=== Exercise ===
Return all the lines below exactly as written. Drop every picture.

=== Section Start ===

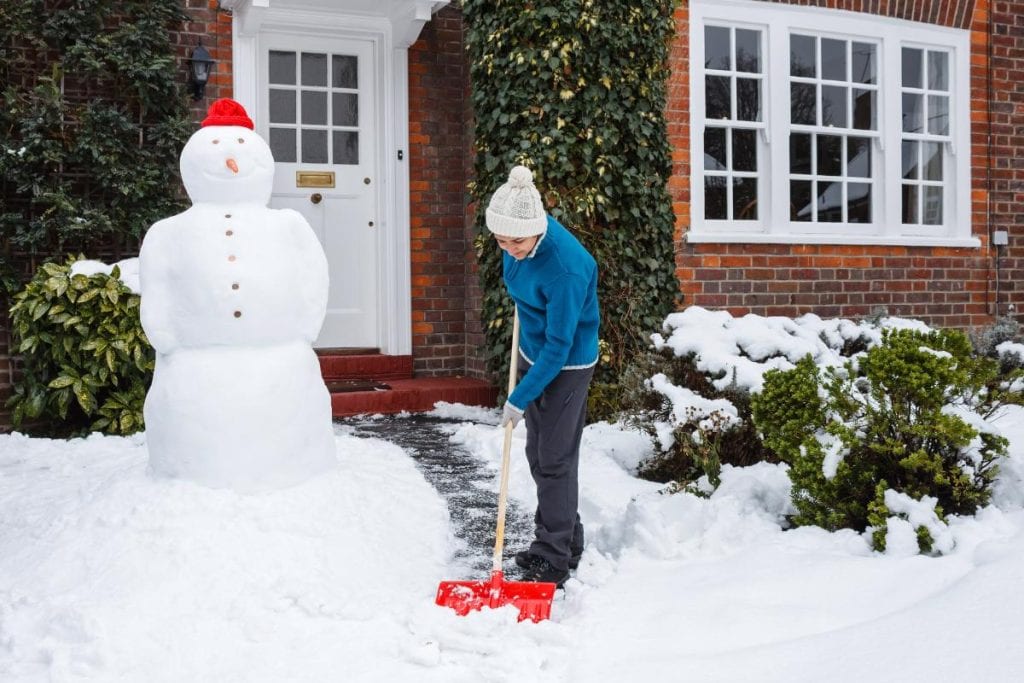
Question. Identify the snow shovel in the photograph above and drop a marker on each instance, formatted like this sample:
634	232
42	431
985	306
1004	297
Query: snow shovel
532	599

=== Section End ===

=== Completed exercise ===
Question. Identify the snow shovel in the photograph above and drop a marker on each instance, formatted like this sample:
634	232
42	431
985	306
1004	297
Query: snow shovel
532	599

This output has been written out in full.